*Texte choisi:*
/---

Société
|

« Le contact avec la nature en ville est un défi démocratique »

Le parc André Malraux et les tours Nuages à Nanterre / © Guilhem Vellut (Creative commons - Flickr)
Le parc André Malraux et les tours Nuages à Nanterre / © Guilhem Vellut (Creative commons – Flickr)

Fin avril, Jean-Noël Consalès, maître de conférences en aménagement du territoire, urbanisme et géographie à l'université d'Aix-Marseille, co-signait une tribune dans The Conversation sur l'importance de l'accès à la nature en ville. Alors que les parcs demeurent fermés en Île-de-France depuis le début du confinement, il plaide pour un changement de paradigme dans le dialogue ville-nature.

Pourquoi des parcs urbains sont ouverts à l’étranger, à l’instar de Central Park à New York, tandis qu’en Île-de-France ils demeurent fermés ?

\---

Extraits de jeux de données annotés par boîtes:
/---

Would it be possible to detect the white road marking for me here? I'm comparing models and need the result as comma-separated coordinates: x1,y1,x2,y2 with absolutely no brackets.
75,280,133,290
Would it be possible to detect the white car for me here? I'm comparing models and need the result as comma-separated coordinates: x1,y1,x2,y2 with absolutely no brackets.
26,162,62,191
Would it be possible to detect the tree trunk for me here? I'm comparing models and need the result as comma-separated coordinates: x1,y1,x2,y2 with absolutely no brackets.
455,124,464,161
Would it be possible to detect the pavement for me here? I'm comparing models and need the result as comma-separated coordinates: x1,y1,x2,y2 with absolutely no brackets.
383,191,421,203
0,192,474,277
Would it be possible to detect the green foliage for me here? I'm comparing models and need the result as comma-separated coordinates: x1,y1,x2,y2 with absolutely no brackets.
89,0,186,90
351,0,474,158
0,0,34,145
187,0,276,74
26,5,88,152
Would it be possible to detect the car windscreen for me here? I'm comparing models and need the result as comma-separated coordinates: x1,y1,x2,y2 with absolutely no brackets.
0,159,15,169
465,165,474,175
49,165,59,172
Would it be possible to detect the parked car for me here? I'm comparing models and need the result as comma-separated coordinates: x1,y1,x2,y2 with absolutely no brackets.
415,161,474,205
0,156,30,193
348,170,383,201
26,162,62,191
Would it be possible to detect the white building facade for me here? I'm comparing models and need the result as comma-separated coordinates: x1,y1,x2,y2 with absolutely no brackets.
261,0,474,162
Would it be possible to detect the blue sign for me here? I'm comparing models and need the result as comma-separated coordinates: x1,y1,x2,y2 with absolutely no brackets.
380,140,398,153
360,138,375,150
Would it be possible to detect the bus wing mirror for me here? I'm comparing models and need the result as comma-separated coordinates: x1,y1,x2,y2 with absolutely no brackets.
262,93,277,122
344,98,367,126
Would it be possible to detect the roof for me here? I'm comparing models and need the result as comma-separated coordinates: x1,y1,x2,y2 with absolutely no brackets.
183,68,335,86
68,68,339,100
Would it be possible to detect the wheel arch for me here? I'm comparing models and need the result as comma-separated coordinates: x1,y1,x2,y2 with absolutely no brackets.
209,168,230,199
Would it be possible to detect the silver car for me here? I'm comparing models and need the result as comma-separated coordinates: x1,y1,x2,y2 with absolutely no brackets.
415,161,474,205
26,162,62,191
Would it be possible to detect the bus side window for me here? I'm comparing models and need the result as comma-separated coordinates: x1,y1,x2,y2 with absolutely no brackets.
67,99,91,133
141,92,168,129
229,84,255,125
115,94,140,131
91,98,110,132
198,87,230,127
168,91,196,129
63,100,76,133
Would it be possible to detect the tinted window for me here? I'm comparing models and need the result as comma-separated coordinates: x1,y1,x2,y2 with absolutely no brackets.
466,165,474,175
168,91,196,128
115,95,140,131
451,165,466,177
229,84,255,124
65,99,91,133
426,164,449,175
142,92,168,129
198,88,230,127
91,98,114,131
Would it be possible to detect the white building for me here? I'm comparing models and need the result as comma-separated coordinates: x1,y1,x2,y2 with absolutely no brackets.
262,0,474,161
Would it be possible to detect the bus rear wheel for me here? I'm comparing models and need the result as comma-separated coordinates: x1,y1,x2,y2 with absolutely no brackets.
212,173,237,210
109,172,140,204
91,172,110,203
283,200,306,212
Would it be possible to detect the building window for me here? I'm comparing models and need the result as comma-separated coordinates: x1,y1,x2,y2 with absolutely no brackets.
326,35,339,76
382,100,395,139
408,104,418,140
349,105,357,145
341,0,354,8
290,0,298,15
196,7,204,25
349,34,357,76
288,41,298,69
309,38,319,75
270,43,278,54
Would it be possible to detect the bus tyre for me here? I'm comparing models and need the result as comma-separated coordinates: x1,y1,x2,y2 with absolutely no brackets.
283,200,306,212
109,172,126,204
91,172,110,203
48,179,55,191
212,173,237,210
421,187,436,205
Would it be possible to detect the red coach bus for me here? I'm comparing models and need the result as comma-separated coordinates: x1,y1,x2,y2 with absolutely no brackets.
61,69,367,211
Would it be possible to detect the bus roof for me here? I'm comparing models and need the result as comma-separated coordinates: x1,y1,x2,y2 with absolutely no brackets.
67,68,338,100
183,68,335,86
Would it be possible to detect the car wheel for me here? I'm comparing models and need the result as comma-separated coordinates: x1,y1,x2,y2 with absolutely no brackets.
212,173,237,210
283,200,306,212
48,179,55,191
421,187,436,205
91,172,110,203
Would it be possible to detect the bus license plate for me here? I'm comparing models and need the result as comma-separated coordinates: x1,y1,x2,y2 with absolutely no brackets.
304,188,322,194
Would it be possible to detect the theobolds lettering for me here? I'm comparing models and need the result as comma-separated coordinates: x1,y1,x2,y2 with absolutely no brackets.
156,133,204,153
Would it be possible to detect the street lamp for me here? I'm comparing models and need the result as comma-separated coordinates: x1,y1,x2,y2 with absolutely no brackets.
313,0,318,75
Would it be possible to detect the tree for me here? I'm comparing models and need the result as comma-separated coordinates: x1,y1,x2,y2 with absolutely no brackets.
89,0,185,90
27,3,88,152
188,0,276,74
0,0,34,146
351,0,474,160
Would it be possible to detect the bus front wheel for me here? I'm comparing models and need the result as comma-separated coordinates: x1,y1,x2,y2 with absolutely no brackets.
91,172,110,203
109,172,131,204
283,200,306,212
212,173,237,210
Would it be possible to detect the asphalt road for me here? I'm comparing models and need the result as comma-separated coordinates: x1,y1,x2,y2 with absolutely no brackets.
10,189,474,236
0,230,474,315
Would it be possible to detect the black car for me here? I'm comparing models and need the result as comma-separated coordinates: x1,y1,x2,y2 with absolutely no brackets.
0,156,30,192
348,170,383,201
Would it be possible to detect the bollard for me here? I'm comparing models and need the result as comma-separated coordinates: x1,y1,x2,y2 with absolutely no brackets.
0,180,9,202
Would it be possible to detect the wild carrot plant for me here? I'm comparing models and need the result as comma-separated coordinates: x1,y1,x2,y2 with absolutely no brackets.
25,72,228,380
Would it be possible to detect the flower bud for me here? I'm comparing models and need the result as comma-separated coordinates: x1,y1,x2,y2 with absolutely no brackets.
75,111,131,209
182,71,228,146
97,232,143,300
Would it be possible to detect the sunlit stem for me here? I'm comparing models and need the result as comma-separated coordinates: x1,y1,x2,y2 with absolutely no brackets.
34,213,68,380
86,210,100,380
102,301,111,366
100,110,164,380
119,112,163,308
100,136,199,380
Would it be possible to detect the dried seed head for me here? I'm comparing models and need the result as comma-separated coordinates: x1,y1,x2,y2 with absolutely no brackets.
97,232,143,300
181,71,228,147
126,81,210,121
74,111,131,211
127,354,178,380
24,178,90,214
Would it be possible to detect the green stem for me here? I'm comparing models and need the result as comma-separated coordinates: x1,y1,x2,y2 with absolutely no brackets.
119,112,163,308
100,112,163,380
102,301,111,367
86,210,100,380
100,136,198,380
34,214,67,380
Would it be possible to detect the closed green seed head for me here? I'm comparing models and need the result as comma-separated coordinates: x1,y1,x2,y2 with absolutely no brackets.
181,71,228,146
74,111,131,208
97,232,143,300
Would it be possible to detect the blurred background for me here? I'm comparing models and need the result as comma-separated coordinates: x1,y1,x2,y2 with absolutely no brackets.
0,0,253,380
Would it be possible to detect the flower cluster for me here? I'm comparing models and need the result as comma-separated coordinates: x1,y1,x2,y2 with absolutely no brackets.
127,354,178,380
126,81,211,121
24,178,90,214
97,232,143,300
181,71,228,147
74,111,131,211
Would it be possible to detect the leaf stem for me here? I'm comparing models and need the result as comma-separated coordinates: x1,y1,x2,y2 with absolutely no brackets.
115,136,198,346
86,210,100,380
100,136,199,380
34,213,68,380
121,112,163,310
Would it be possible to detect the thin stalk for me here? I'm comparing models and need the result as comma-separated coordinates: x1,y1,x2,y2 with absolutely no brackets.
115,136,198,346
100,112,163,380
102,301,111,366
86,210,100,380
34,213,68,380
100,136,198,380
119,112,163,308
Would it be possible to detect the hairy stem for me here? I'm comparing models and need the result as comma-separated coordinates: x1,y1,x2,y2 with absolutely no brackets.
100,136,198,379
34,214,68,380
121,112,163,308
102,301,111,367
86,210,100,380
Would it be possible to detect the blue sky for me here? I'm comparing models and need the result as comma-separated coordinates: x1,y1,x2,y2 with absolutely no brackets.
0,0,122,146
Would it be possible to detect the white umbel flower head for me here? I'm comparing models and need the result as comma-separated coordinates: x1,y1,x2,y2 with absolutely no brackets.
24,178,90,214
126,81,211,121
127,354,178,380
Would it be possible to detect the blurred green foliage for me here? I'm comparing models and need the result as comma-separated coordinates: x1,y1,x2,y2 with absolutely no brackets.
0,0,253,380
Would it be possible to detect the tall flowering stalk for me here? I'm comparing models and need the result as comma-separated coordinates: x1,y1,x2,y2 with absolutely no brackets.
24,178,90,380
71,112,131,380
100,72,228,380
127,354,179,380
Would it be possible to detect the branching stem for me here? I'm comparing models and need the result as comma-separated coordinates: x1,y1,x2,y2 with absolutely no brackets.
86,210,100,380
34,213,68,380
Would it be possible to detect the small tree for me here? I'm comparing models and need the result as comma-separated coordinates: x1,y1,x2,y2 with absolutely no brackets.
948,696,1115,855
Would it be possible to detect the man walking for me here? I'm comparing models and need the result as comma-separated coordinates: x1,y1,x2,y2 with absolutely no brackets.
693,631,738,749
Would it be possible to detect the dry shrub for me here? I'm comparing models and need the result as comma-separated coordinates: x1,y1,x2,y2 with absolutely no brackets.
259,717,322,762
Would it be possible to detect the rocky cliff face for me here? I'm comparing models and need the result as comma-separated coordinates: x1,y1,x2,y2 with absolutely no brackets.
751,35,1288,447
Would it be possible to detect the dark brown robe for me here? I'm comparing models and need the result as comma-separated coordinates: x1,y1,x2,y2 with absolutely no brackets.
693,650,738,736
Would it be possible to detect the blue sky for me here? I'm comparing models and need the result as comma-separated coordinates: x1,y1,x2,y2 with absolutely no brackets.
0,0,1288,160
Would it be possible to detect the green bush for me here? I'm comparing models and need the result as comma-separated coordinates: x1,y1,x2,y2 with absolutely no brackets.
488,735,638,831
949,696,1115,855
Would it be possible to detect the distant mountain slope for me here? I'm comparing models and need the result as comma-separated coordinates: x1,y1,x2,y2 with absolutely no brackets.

\---

*Exercice proposé 1:* Pouvez-vous recopier le passage du texte choisi qui va de « Fin avril, Jean-Noël » jusqu'à « le dialogue ville-nature. » inclus ?
*Exercice proposé 2:* Selon le texte choisi, dans quelle université Jean-Noël Consalès est-il maître de conférences ?
Ce matériel n'est pas nécessaire.

*Réponse attendue 1:*
Fin avril, Jean-Noël Consalès, maître de conférences en aménagement du territoire, urbanisme et géographie à l'université d'Aix-Marseille, co-signait une tribune dans The Conversation sur l'importance de l'accès à la nature en ville. Alors que les parcs demeurent fermés en Île-de-France depuis le début du confinement, il plaide pour un changement de paradigme dans le dialogue ville-nature.

*Réponse attendue 2:* À l'université d'Aix-Marseille.